"""

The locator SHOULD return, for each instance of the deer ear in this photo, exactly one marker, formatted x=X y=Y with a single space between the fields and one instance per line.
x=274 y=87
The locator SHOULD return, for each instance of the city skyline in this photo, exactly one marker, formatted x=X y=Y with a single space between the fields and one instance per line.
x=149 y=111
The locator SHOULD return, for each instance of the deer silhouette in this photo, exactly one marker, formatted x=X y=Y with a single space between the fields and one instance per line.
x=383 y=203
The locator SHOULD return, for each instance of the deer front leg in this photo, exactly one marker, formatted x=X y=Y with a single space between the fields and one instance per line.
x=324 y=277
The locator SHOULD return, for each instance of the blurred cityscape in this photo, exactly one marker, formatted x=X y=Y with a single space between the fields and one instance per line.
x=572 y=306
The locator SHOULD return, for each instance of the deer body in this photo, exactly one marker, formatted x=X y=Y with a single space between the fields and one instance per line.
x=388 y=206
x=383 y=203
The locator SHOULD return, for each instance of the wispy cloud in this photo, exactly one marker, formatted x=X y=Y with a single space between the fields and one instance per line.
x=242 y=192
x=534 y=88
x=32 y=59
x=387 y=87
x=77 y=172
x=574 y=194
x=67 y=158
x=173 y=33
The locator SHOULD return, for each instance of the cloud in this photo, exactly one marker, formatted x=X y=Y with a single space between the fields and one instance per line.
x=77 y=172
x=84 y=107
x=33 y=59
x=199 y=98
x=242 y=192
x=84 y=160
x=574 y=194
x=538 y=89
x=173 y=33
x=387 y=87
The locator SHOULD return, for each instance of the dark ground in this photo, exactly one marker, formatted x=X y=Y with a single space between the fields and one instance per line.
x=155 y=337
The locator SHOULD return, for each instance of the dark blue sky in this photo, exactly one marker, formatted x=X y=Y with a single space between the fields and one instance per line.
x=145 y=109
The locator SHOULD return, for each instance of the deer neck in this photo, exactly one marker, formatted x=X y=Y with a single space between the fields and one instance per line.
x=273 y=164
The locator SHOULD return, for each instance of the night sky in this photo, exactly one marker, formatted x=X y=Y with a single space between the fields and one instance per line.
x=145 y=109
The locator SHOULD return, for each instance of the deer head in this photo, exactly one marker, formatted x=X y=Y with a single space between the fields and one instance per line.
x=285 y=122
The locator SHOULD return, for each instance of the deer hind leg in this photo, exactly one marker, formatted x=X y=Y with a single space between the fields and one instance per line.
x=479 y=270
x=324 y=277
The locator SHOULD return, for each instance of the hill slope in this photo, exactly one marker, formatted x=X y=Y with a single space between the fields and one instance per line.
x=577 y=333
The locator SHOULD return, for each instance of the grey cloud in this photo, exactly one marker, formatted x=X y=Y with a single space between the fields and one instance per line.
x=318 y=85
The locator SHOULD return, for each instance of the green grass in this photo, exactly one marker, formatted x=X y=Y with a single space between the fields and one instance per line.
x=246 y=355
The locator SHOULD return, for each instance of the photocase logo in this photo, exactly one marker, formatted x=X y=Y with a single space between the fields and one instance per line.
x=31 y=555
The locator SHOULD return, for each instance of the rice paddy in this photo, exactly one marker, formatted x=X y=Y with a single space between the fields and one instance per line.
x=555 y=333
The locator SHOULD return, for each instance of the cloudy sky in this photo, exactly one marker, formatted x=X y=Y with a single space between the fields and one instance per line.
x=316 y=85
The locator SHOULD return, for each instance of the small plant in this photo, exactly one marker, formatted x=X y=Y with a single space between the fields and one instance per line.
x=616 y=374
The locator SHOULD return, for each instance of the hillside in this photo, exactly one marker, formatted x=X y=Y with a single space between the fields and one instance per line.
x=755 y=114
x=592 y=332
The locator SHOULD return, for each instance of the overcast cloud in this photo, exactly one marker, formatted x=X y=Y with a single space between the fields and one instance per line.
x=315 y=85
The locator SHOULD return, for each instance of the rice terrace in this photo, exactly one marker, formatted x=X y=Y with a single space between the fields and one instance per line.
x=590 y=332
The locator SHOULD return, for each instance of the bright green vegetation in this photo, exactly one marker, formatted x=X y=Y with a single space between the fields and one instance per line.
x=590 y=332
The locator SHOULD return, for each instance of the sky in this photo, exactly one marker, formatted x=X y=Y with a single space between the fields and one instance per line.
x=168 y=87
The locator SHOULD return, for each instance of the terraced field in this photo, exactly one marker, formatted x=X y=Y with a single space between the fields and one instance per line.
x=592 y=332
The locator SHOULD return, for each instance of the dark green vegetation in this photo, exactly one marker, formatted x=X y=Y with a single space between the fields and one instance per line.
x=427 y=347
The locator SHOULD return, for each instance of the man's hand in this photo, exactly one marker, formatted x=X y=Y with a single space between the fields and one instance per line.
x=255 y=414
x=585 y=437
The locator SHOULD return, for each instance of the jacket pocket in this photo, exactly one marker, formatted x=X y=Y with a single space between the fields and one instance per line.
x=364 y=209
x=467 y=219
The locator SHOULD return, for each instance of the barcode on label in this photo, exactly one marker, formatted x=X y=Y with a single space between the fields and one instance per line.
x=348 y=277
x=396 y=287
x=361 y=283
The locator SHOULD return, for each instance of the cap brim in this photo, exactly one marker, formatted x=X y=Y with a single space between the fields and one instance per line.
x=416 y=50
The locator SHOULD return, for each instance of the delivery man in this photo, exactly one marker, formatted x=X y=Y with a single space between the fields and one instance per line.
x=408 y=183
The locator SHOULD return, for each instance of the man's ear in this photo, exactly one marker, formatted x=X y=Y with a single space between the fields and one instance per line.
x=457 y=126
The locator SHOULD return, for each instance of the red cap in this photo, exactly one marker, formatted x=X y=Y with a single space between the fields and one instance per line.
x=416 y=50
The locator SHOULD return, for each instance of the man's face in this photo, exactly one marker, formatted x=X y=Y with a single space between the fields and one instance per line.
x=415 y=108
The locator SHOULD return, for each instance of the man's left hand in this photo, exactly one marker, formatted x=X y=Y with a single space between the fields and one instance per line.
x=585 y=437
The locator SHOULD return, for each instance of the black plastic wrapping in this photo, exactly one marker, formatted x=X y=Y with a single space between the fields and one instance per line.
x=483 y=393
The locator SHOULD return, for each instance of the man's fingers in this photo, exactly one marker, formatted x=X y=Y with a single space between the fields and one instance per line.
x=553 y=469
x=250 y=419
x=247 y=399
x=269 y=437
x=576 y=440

"""

Rewrite the material from the line containing "the man's fingers" through the end as a numbered list, leaving out any blank lines.

◆ **Written reply**
1. The locator SHOULD return, for each instance of the man's fingers in this photo, exactly one marker, formatted x=X y=Y with a single space between the fields and one instance per line.
2. x=553 y=469
3. x=250 y=419
4. x=247 y=399
5. x=269 y=437
6. x=576 y=440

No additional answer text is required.